## EXERCISE PROMPT
Present the following data again exactly as it is shown.

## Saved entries
-------

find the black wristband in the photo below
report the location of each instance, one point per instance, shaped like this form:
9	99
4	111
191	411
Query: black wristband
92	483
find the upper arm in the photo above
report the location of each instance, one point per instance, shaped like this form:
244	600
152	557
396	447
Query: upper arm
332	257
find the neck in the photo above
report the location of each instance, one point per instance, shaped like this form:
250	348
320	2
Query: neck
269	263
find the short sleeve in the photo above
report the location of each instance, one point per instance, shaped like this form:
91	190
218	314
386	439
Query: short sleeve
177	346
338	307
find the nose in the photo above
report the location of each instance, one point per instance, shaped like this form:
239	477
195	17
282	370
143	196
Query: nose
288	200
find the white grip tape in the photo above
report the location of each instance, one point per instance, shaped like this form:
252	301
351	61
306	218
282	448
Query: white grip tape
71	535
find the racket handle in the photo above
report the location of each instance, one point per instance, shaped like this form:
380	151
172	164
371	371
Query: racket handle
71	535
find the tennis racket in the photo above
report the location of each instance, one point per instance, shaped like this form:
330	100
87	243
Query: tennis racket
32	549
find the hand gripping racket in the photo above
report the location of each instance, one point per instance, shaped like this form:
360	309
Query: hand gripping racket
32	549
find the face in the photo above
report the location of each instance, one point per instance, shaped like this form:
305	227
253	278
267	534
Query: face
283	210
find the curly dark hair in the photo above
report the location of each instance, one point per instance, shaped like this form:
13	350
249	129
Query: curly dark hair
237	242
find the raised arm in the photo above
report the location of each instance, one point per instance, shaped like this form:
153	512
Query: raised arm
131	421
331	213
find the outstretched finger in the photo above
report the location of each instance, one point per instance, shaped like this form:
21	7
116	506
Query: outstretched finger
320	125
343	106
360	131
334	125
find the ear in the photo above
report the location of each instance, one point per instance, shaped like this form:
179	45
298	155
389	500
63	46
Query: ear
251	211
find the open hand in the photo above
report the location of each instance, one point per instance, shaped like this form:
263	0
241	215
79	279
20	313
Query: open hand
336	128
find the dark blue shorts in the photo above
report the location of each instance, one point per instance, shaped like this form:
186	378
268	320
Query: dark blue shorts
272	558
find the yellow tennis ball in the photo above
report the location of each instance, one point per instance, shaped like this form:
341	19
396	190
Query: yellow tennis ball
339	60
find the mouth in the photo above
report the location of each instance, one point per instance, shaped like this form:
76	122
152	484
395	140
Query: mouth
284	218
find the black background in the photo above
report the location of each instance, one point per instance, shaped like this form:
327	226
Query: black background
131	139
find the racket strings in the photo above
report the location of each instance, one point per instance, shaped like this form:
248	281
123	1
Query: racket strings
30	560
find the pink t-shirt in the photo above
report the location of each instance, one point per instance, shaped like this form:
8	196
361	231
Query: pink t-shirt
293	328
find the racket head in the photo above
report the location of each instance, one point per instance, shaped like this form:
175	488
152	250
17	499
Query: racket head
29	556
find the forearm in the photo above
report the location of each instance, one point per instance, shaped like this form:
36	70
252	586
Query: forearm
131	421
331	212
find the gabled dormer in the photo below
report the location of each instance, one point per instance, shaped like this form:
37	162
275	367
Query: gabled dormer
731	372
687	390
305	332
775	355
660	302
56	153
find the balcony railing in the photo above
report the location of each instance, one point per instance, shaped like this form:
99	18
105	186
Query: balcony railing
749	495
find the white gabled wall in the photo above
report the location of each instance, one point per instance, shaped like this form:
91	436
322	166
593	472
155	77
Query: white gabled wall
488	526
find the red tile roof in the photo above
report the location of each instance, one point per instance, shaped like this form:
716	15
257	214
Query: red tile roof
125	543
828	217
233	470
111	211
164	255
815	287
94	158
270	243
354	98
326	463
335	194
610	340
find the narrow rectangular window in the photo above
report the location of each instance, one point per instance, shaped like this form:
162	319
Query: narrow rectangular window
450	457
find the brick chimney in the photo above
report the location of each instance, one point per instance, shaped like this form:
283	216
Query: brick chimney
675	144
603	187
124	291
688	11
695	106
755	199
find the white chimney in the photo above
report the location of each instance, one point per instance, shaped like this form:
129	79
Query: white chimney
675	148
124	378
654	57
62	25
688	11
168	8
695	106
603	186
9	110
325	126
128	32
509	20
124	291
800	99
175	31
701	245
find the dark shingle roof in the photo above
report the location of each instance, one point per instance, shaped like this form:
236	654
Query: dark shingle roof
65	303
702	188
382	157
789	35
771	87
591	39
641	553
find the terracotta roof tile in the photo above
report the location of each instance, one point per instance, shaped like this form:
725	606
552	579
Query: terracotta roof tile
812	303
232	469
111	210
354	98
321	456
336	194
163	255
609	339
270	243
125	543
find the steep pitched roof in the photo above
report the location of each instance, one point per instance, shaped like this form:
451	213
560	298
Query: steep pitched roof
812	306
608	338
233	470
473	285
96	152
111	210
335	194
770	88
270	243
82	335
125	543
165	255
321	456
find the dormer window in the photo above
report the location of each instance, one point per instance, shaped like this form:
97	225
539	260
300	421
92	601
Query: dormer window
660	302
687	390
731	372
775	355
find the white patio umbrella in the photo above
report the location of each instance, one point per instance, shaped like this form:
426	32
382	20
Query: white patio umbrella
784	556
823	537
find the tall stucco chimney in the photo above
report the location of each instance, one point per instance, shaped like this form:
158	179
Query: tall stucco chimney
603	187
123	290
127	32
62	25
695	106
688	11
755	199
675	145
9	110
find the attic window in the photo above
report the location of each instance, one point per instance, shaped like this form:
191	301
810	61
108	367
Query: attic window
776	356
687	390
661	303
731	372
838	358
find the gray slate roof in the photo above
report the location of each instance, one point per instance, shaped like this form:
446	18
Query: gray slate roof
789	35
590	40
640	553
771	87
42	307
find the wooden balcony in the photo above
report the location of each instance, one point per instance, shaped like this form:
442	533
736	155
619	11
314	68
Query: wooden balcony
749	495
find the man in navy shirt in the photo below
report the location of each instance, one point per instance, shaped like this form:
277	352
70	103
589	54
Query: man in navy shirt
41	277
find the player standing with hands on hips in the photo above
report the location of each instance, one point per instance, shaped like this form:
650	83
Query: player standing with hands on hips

-------

## THE ANSWER
find the black wristband in the photo below
report the location of each instance, one point per instance, shaped like this form:
9	99
4	111
191	411
Query: black wristband
92	483
find the upper arm in the photo above
report the location of each instance, one point per instance, shaped like this form:
244	600
152	557
396	447
Query: upper arm
332	257
find the neck in the photo above
report the location of each instance, one point per instance, shaped like this form:
250	348
320	2
Query: neck
269	263
find the short sleeve in the photo above
report the location of each instance, one point per instance, shaped like this form:
91	190
218	314
386	439
Query: short sleeve
177	346
338	307
find the nose in the photo above
report the location of each instance, one point per instance, shaped like this form:
239	477
195	17
282	370
143	196
Query: nose
288	200
find the white grip tape in the photo above
report the location of each instance, one point per instance, shaped like this form:
252	301
351	61
306	218
282	448
Query: white grip tape
71	535
find the racket handle in the photo above
report the location of each instance, one point per instance, shaped like this form:
380	151
172	164
371	371
Query: racket handle
71	535
find the tennis racket in the photo above
report the location of each instance, one point per instance, shaped like this form:
330	100
87	243
Query: tennis racket
32	549
find the hand gripping racket in the photo above
report the location of each instance, one point per instance, shaped like this form:
360	309
Query: hand gripping racket
32	549
find the face in the photo above
report the location of each instance, one point per instance, shaped like this form:
305	227
253	278
267	534
Query: face
283	210
find the curly dark hair in the photo above
report the location of each instance, one point per instance, shaped like this form:
13	350
249	129
Query: curly dark hair
237	242
find the raised arm in the photo above
report the location of each instance, one point per instance, shaped like this form:
153	512
Query: raised arm
131	421
331	213
find the outstretched finger in the photo above
report the location of each instance, one point per instance, shaped like this form:
21	7
116	506
Query: outstretched finger
320	125
343	106
360	131
334	125
find the ear in the photo above
report the location of each instance, one point per instance, shaped like this form:
179	45
298	155
389	500
63	46
Query: ear
251	211
find the open hand in the photo above
report the location of each instance, one point per instance, shaped like this form:
263	0
241	215
79	279
20	313
Query: open hand
336	128
find the dark blue shorts in the photo above
report the location of each instance, one point per instance, shaped like this form:
186	378
268	320
Query: dark blue shorts
272	558
find the yellow tennis ball in the photo above
report the location of each instance, one point per instance, shaped like this form:
341	19
396	190
Query: yellow tennis ball
339	60
find the mouth in the photo above
report the location of each instance, one point per instance, shaped like this form:
76	122
152	484
395	140
Query: mouth
284	218
find the black background in the photo above
report the location of each instance, one point per instance, shaped like this form:
327	226
Query: black background
131	139
find the racket strings in the photo above
report the location of each instance, one point per instance, shaped like this form:
248	281
123	1
Query: racket strings
30	560
find the pink t-shirt in the photo above
report the location of each instance, one point per instance, shaped like this form:
8	196
361	231
Query: pink t-shirt
293	328
find the racket head in the photo above
report the location of each instance, one point per instance, shaped like this form:
175	488
152	250
17	499
Query: racket head
29	556
find the forearm in the photo above
report the location of each instance, one point per instance, shaped like this form:
36	70
252	586
Query: forearm
131	421
331	212
find the gabled dormer in the photo below
report the location of each instance, one point per instance, shaped like this form:
37	162
275	367
Query: gabled dormer
731	372
687	390
305	332
775	355
660	302
56	153
find the balcony railing in the photo above
report the location of each instance, one point per instance, shaped like this form:
99	18
105	186
Query: balcony railing
749	495
find the white gabled wall in the photo above
report the location of each instance, one point per instance, shaped like this form:
91	436
322	166
593	472
155	77
Query: white gabled wall
488	526
find the red tile roof in the photo above
report the location of each instance, one point per instance, shaped like this form:
716	15
257	214
Query: red tile roof
125	543
828	217
233	470
111	211
164	255
815	287
94	158
270	243
354	98
326	463
335	194
610	340
find the narrow rectangular window in the photo above
report the location of each instance, one point per instance, shaped like this form:
162	319
Query: narrow rectangular window
450	457
find the brick chimney in the photo above
report the location of each instance, one point per instance, shaped like this form:
283	216
Query: brick chimney
675	144
603	187
124	291
688	11
695	106
755	199
find the white chimney in the photo above
report the location of each instance, one point per instance, shaped like this form:
129	79
Query: white chimney
675	148
124	378
654	57
62	25
688	11
168	8
695	106
603	186
9	110
325	126
128	32
509	20
124	291
800	99
175	31
701	245
find the dark shingle roof in the photo above
report the location of each instance, one point per instance, shaped like this form:
236	654
Query: dark shingle roof
65	303
702	188
382	157
789	35
771	87
591	39
641	553
find the terracotta roof tile in the photo above
report the location of each instance, one point per instance, shaped like this form:
725	606
552	579
Query: terracotta roof tile
812	303
232	469
111	210
354	98
321	456
336	194
163	255
609	339
270	243
125	543
find the steep pitched roof in the photo above
report the location of each instance, one point per instance, shaped like this form:
451	213
560	298
Query: steep pitched roof
812	306
608	338
233	470
473	285
96	152
111	210
335	194
770	88
270	243
82	335
125	543
165	255
321	456
find the dormer window in the photo above
report the location of each instance, one point per instance, shaped like this form:
97	225
539	260
300	421
92	601
Query: dormer window
660	302
687	390
731	372
775	355
find the white patio umbrella in the photo above
report the location of each instance, one point per instance, shaped like this form:
426	32
382	20
Query: white patio umbrella
784	556
823	537
find the tall stucco chimney in the photo above
report the location of each instance, one point per instance, shaped like this form:
158	179
Query: tall stucco chimney
603	187
123	290
127	32
62	25
695	106
688	11
755	199
675	145
9	110
find the attic window in the photo above
report the location of each instance, one point per instance, shaped like this form:
191	301
810	61
108	367
Query: attic window
776	356
687	390
661	303
731	372
838	358
find the gray slate roof in the photo above
report the location of each instance, one point per instance, shaped like this form:
446	18
Query: gray slate roof
789	35
590	40
640	553
771	87
42	307
find the wooden balcony in the photo above
report the location of each instance, one point per instance, shaped like this form:
442	533
736	155
619	11
314	68
Query: wooden balcony
749	495
find the man in navy shirt in the photo below
report the location of each instance, one point per instance, shaped like this form:
277	352
70	103
589	54
Query: man in navy shirt
41	277
find the player standing with hands on hips in the photo above
report the location of each instance, one point per instance, shaped like this form:
650	83
Query: player standing with hands on hips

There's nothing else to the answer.